__What to do__
1) Retype the passage on AI systems and intelligence word for word, from "So AI systems" up to and including "interactions, nothing happens.".
2) Write the next part of the passage on AI systems and biological intelligence, picking up after its final sentence.

This is worth pausing on, because it changes an old argument. John Searle's Chinese Room—the thought experiment I mentioned in the last Chapter—imagined someone following a rulebook to produce Chinese responses without understanding Chinese. The point was that rule-following isn't understanding.

But modern AI systems don't have rulebooks. There's no lookup table, no explicit mapping from input to output. The "rules," if you can call them that, are distributed across billions of parameters shaped by training. The system learned to produce coherent responses without anyone specifying how. 

This doesn't prove understanding exists. But it means Searle's argument doesn't straightforwardly apply. The question has changed from "can rule-following constitute understanding?" to something harder: "can learned pattern-matching constitute understanding?" We don't have a settled answer.

So AI systems carry traces of biological organization. They internalized regularities produced by living systems. They learned from life. At the same time, these systems remain strangely weightless. They do not persist through time. They do not maintain themselves. Between interactions, nothing happens.

These are observations, not criticisms. AI systems are what they are. The question is what kind of systems they are, and what we can learn about intelligence and life by studying the similarities and differences.

Intelligence Reconsidered

For most of human history, intelligence appeared only in living systems. Every robust example of understanding, reasoning, and learning inhabited an organism that also maintained itself, developed through time, and persisted through duration. We didn't need to distinguish these properties because they always came together.

Now they're coming apart. We have systems that exhibit some properties associated with intelligence—pattern recognition, coherence maintenance, generalization—without exhibiting others—self-maintenance, temporal existence, developmental history. The bundle is unbundling.

This unbundling clarifies questions we couldn't ask before. Which properties of intelligence depend on which underlying conditions? What does biological computation contribute that other forms of computation don't? What exactly did AI systems learn from biological data, and what did they miss?

I don't have complete answers but I think the right approach is to take both sides seriously. Computation is more powerful than Turing's model alone suggests. Life really is computational in von Neumann's sense. And biological computation has organizational properties that matter for understanding what intelligence is and how it works.

__Supplied entries__
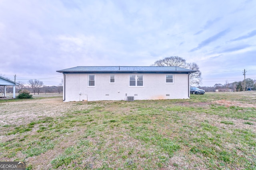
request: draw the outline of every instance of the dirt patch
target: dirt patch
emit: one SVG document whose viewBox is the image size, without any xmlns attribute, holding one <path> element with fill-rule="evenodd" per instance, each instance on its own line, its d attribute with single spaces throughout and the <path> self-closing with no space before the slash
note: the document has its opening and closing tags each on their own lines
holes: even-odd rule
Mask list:
<svg viewBox="0 0 256 170">
<path fill-rule="evenodd" d="M 225 100 L 221 100 L 213 102 L 212 103 L 215 104 L 224 105 L 226 107 L 238 106 L 241 107 L 256 108 L 256 105 L 255 105 L 255 104 L 242 103 L 236 101 L 231 101 Z"/>
</svg>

__Expected outputs__
1)
So AI systems carry traces of biological organization. They internalized regularities produced by living systems. They learned from life. At the same time, these systems remain strangely weightless. They do not persist through time. They do not maintain themselves. Between interactions, nothing happens.

2)
Where We Are and What Comes Next 

I want to be clear about what this chapter claims and what it doesn't.

It doesn't claim that computation is the wrong framework for understanding minds. Computation has explained a great deal and will explain more. It doesn't claim that AI systems are fraudulent or that their achievements are illusory. They learned real patterns from real data.

What it claims is narrower: that biological computation has properties current AI systems don't share. Self-maintenance. Temporal existence. Developmental history. Organization across self-dissimilar scales. These aren't incidental features of living systems. They shape what biological intelligence can do.

AI systems learned from the products of biological intelligence—text written by humans, proteins shaped by evolution, patterns generated by physical systems. They internalized regularities that life developed over billions of years. But they don't persist through time the way organisms do. They don't maintain themselves against entropy. Between prompts, nothing happens.

This leaves us with a live question rather than a settled answer. If intelligence once came bundled with life, and that bundle is now coming apart, which pieces matter for what?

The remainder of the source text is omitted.